TASK DESCRIPTION
Render the entries below as a numbered list, starting at the first line and ending at the line containing "x=83, y=450", with blank lines dropped. Leave the pictures out.

BEGIN RECORD SET

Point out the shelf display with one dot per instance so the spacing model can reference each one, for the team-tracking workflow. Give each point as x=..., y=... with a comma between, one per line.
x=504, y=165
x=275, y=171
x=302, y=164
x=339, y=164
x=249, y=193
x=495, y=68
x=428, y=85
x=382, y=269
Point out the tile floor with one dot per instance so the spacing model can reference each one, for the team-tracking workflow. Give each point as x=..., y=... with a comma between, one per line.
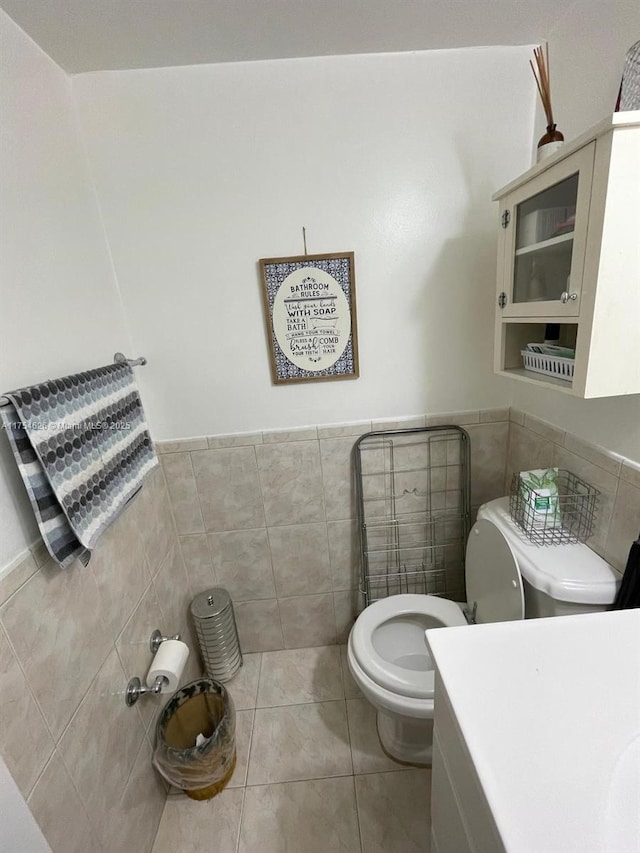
x=310, y=775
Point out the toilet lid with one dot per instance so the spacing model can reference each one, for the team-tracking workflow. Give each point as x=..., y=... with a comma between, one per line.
x=492, y=575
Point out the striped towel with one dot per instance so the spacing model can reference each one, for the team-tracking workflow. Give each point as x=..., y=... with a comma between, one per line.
x=83, y=450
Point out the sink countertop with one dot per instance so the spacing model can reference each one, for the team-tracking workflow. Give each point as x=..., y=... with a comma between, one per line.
x=550, y=713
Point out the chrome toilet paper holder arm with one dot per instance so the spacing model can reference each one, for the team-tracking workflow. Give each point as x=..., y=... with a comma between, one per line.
x=135, y=688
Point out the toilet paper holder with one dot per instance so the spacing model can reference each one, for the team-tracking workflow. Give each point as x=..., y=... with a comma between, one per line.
x=135, y=688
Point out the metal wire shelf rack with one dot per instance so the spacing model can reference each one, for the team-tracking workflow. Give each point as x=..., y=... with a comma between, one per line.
x=412, y=489
x=556, y=520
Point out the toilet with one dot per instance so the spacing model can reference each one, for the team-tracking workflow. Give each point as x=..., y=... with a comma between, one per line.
x=507, y=578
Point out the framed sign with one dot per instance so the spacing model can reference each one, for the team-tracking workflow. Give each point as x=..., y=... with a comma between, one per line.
x=310, y=312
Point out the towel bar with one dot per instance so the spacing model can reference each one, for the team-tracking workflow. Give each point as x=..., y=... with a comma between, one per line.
x=118, y=359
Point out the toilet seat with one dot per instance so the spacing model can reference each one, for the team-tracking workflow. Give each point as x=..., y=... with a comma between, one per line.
x=418, y=684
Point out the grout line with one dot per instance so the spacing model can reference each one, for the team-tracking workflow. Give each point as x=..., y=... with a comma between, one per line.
x=355, y=800
x=244, y=791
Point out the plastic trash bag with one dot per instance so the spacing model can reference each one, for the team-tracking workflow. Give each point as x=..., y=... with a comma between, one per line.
x=196, y=739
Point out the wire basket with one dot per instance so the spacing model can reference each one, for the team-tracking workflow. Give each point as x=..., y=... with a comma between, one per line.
x=572, y=515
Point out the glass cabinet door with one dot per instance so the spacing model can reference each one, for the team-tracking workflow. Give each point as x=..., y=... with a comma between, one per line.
x=547, y=244
x=544, y=243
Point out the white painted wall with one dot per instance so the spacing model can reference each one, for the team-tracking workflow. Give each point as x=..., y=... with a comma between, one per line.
x=587, y=50
x=201, y=171
x=60, y=310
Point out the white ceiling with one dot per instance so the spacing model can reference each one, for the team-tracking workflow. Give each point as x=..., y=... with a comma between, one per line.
x=90, y=35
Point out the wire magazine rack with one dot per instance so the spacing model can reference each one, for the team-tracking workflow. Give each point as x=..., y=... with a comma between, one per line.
x=413, y=489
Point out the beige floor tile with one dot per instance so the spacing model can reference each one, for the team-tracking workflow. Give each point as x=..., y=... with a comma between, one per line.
x=244, y=727
x=55, y=805
x=306, y=817
x=100, y=745
x=25, y=742
x=366, y=752
x=299, y=742
x=351, y=689
x=296, y=676
x=394, y=811
x=243, y=687
x=189, y=826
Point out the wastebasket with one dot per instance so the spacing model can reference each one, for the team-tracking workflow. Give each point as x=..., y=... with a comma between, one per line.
x=196, y=739
x=215, y=625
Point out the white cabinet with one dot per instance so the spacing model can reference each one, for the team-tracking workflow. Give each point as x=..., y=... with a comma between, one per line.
x=569, y=254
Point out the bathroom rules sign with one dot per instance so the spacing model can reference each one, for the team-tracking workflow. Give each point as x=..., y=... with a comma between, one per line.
x=310, y=313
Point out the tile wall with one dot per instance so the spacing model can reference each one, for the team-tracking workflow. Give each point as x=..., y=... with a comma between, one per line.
x=270, y=516
x=69, y=642
x=536, y=444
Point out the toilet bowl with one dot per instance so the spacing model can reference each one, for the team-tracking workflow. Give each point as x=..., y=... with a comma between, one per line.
x=507, y=578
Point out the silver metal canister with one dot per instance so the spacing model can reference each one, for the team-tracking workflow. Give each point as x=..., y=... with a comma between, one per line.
x=215, y=627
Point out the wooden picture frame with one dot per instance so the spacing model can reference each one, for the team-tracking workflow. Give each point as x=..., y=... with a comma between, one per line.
x=310, y=315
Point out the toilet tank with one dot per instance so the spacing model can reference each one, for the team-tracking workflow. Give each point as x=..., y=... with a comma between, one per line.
x=558, y=580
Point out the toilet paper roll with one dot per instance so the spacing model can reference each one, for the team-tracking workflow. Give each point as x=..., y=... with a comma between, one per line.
x=169, y=661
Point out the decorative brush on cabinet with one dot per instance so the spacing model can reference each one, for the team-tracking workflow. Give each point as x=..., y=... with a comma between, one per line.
x=569, y=254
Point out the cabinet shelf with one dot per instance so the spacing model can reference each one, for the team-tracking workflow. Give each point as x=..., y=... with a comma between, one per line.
x=545, y=244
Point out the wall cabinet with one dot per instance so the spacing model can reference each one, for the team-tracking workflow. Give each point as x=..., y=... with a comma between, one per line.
x=569, y=254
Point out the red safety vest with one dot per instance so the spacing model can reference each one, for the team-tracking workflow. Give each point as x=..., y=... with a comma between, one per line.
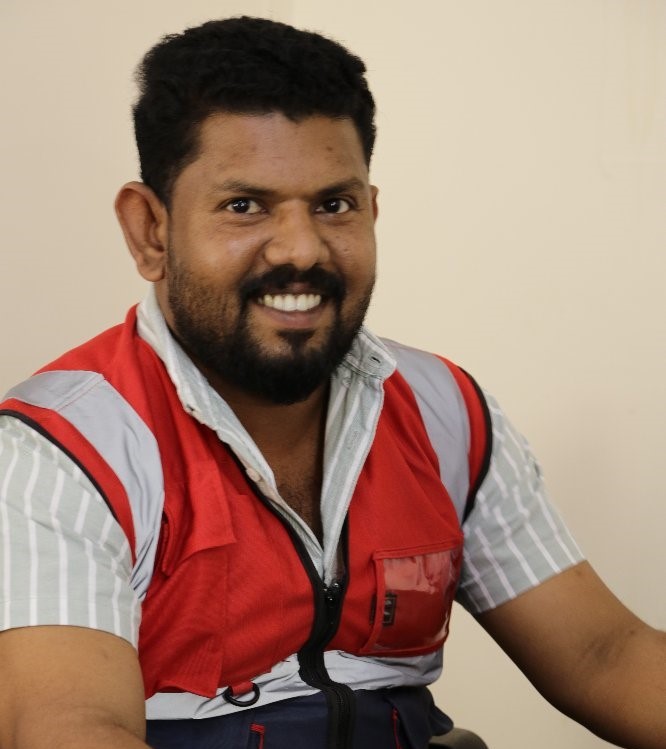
x=232, y=592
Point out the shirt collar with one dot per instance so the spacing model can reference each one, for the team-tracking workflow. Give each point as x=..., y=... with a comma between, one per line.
x=367, y=357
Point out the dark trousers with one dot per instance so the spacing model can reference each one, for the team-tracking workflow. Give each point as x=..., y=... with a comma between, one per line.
x=401, y=718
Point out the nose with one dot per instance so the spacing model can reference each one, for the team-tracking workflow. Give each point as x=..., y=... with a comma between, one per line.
x=297, y=239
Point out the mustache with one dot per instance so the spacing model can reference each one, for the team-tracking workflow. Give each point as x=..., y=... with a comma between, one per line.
x=277, y=279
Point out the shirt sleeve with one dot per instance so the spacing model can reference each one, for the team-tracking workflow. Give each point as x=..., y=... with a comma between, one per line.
x=63, y=557
x=514, y=537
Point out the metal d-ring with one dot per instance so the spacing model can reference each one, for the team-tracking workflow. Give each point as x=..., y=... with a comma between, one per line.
x=229, y=697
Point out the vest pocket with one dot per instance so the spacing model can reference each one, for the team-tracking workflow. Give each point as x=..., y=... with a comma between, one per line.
x=412, y=604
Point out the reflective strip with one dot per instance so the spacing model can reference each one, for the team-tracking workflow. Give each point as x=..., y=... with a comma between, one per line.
x=118, y=433
x=444, y=416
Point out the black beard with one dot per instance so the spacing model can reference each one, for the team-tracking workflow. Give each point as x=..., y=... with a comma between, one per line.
x=238, y=359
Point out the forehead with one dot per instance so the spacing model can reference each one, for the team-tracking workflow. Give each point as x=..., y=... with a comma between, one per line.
x=272, y=151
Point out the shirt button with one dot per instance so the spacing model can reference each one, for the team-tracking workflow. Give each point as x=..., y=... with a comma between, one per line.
x=253, y=475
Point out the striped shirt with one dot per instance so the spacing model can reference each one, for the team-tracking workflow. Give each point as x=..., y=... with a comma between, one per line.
x=65, y=560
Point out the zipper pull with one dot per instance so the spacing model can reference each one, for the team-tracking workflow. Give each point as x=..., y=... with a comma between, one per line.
x=332, y=596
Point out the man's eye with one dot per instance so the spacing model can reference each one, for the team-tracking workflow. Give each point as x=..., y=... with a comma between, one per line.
x=243, y=205
x=335, y=205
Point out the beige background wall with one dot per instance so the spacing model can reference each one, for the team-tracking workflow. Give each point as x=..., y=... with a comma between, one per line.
x=522, y=163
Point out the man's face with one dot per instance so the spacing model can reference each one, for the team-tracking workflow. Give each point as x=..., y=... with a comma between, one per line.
x=271, y=252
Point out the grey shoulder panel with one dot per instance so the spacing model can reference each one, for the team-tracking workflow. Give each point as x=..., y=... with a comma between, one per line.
x=444, y=415
x=120, y=436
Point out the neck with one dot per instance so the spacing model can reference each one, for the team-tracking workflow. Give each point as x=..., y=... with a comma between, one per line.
x=277, y=428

END RECORD SET

PROBLEM SOLUTION
1. Point out the shelf display with one dot per instance so the spacing model can reference each one, for the team-tracking workflow. Give each point as x=..., y=... with a comma between, one per line.
2. x=504, y=165
3. x=275, y=171
4. x=302, y=164
5. x=339, y=164
6. x=249, y=193
7. x=495, y=68
8. x=428, y=85
9. x=382, y=269
10. Point out the tile floor with one dot per instance so the spacing model can reference each one, for the team-tracking workflow. Give each point as x=..., y=... with a comma between, one per line.
11. x=310, y=775
12. Point out the toilet lid with one dot per instance so the spacing model can reference each one, for the team-tracking workflow. Give each point as x=..., y=... with a comma between, one per line.
13. x=492, y=575
14. Point out the striped towel with one dot per instance so the spacing model can reference each one, for the team-tracking workflow. Give each point as x=..., y=... with a comma between, one per line.
15. x=83, y=450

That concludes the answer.